To do:
The records that follow are to be transcribed in full, without their images.

━━━━━━━━━━

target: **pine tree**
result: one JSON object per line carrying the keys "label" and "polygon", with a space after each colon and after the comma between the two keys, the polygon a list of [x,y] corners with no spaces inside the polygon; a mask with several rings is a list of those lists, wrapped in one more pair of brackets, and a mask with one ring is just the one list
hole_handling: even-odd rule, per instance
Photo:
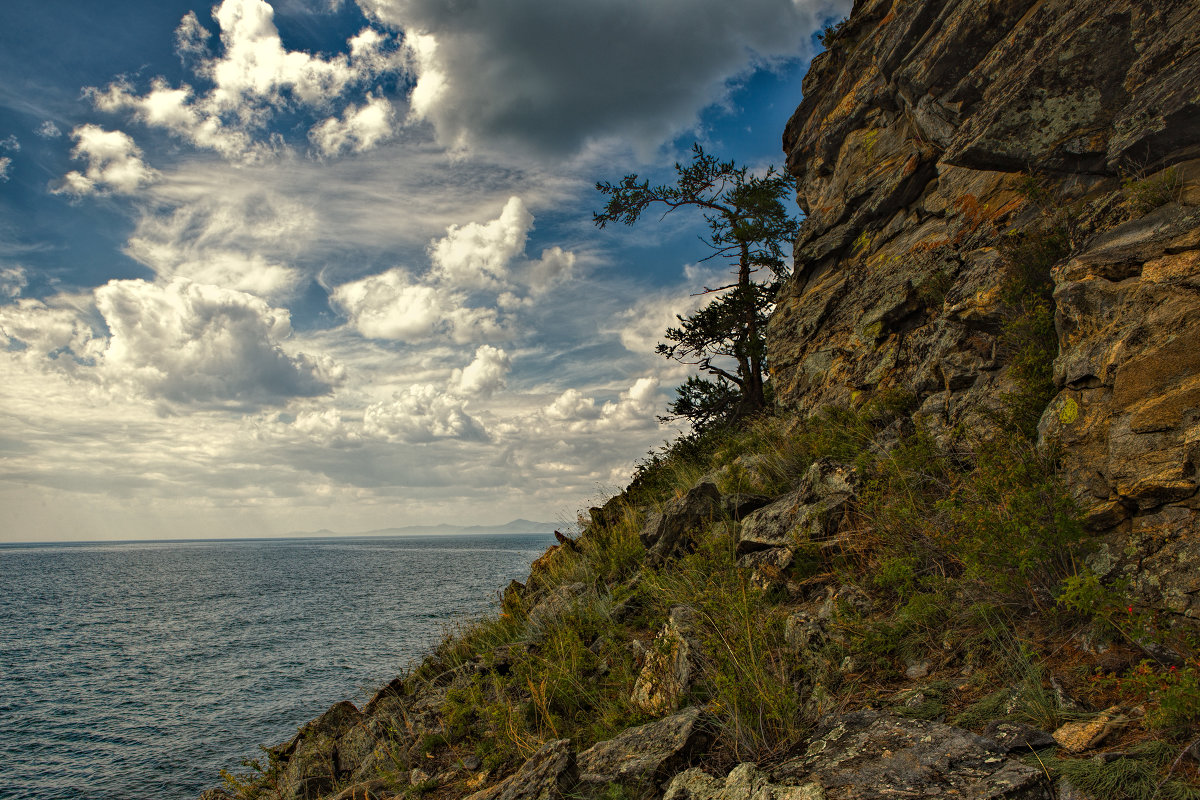
{"label": "pine tree", "polygon": [[705,244],[713,251],[704,260],[723,258],[734,280],[703,287],[714,295],[694,314],[678,317],[666,330],[656,352],[701,375],[677,390],[664,419],[685,418],[695,430],[729,422],[767,405],[766,322],[778,282],[787,276],[785,245],[796,235],[797,221],[782,198],[793,184],[774,167],[759,176],[733,161],[719,161],[692,146],[690,164],[675,164],[674,186],[651,186],[626,175],[618,184],[597,183],[608,205],[594,215],[600,228],[610,222],[633,225],[651,206],[696,208],[708,223]]}

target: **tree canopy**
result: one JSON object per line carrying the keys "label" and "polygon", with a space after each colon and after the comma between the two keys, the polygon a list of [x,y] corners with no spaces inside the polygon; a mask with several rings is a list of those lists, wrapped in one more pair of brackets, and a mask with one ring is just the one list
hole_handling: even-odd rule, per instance
{"label": "tree canopy", "polygon": [[679,316],[667,328],[656,352],[696,366],[701,375],[677,390],[665,419],[685,418],[699,430],[753,414],[766,407],[766,321],[780,279],[787,276],[785,245],[796,235],[797,220],[782,198],[791,179],[769,167],[752,174],[733,161],[720,161],[692,146],[691,163],[675,164],[674,185],[651,186],[626,175],[617,184],[597,183],[608,197],[594,215],[597,227],[620,222],[633,225],[652,206],[663,216],[681,208],[698,209],[708,223],[702,241],[712,252],[702,260],[725,259],[734,275],[722,286],[701,294],[713,299],[690,316]]}

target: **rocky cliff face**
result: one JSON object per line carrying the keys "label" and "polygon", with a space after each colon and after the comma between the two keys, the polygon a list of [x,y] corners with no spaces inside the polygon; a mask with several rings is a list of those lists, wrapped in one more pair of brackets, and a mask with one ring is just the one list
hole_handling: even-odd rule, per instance
{"label": "rocky cliff face", "polygon": [[858,0],[783,144],[807,219],[769,330],[777,397],[900,388],[943,438],[986,429],[1023,388],[1009,289],[1040,248],[1039,432],[1104,537],[1096,567],[1200,617],[1200,5]]}

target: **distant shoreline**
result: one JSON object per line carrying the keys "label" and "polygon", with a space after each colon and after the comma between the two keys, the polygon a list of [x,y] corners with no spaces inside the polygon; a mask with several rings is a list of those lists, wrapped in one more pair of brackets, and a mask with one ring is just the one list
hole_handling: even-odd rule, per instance
{"label": "distant shoreline", "polygon": [[15,542],[0,542],[0,550],[13,549],[24,550],[31,547],[82,547],[87,545],[146,545],[146,544],[203,544],[207,542],[283,542],[288,540],[307,541],[307,542],[334,542],[334,541],[351,541],[354,539],[389,539],[389,538],[416,538],[422,536],[549,536],[554,532],[555,527],[561,525],[553,525],[551,523],[531,523],[531,525],[545,526],[524,530],[519,528],[509,527],[508,525],[500,525],[496,527],[485,527],[481,525],[472,526],[407,526],[404,528],[385,528],[374,531],[363,531],[357,533],[337,533],[334,531],[292,531],[288,533],[280,533],[276,535],[265,536],[213,536],[204,538],[187,538],[187,539],[48,539],[44,541],[15,541]]}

━━━━━━━━━━

Task answer:
target: **pine tree**
result: one JSON object per line carrying the keys "label" and "polygon", with a space after each colon and after the comma between the two keys, the polygon a list of [x,y] corners with no spaces inside the polygon; a mask with several rings is a list of those lists, wrapped in one more pair of brackets, and a mask with one ring is just the one list
hole_handling: even-odd rule, per instance
Photo:
{"label": "pine tree", "polygon": [[705,244],[713,251],[704,260],[723,258],[734,280],[703,287],[714,295],[694,314],[678,317],[666,330],[656,352],[701,375],[677,390],[664,419],[685,418],[695,430],[729,422],[767,405],[766,322],[778,282],[787,276],[785,245],[796,235],[797,221],[782,198],[793,184],[774,167],[759,176],[733,161],[719,161],[692,146],[690,164],[675,164],[674,186],[651,186],[626,175],[618,184],[597,183],[608,205],[594,215],[600,228],[610,222],[633,225],[651,206],[696,208],[708,223]]}

target: **tree canopy**
result: one JSON object per line carrying the keys "label" and "polygon", with a space after each colon and after the comma between the two keys, the polygon a list of [x,y] corners with no spaces inside the polygon; a mask with several rings is a list of those lists, wrapped in one more pair of brackets, and a mask with one ring is just the one list
hole_handling: even-odd rule, per instance
{"label": "tree canopy", "polygon": [[679,316],[667,328],[656,352],[696,366],[701,375],[677,390],[665,419],[685,418],[699,430],[753,414],[766,407],[766,321],[780,279],[787,276],[785,245],[796,235],[797,220],[782,198],[791,179],[769,167],[752,174],[733,161],[720,161],[692,146],[691,163],[675,164],[674,185],[651,186],[626,175],[617,184],[597,183],[608,197],[594,215],[597,227],[620,222],[633,225],[652,206],[663,216],[681,208],[698,209],[708,223],[702,241],[712,252],[702,260],[725,259],[734,275],[722,286],[701,294],[713,299],[690,316]]}

target: **rocky cliff face**
result: one JSON object per line carrying the keys "label" and "polygon", with a space after each colon and after the comma between the two keys, the polygon a list of [x,y] corners with no spaces inside the polygon; a mask with several rings is a list of those lists, wrapped in one more pair of brackets, and a mask with one ring is just the one list
hole_handling: even-odd rule, per instance
{"label": "rocky cliff face", "polygon": [[858,0],[783,144],[807,219],[769,330],[777,397],[900,388],[943,438],[986,429],[1023,388],[1009,289],[1040,248],[1039,432],[1104,537],[1096,567],[1200,617],[1200,5]]}

target: **distant shoreline**
result: one JSON object per line carrying the keys "label" and "polygon", with a space after each colon and after the comma between the two keys, the polygon a list of [x,y] corners with no spaces inside the polygon; a mask with several rings is a list of those lists, wrapped in one more pair of brackets, and a mask with one ring is just the one list
hole_handling: even-odd rule, per instance
{"label": "distant shoreline", "polygon": [[15,542],[0,542],[0,550],[13,549],[24,550],[31,547],[82,547],[87,545],[146,545],[146,544],[203,544],[207,542],[283,542],[288,540],[307,541],[307,542],[334,542],[334,541],[351,541],[354,539],[389,539],[389,538],[416,538],[422,536],[549,536],[554,532],[555,527],[561,525],[553,525],[551,523],[531,523],[531,525],[545,526],[524,530],[519,528],[509,527],[508,525],[500,525],[496,527],[485,527],[481,525],[472,526],[407,526],[404,528],[385,528],[374,531],[363,531],[357,533],[337,533],[334,531],[292,531],[288,533],[280,533],[276,535],[265,536],[213,536],[204,538],[187,538],[187,539],[48,539],[44,541],[15,541]]}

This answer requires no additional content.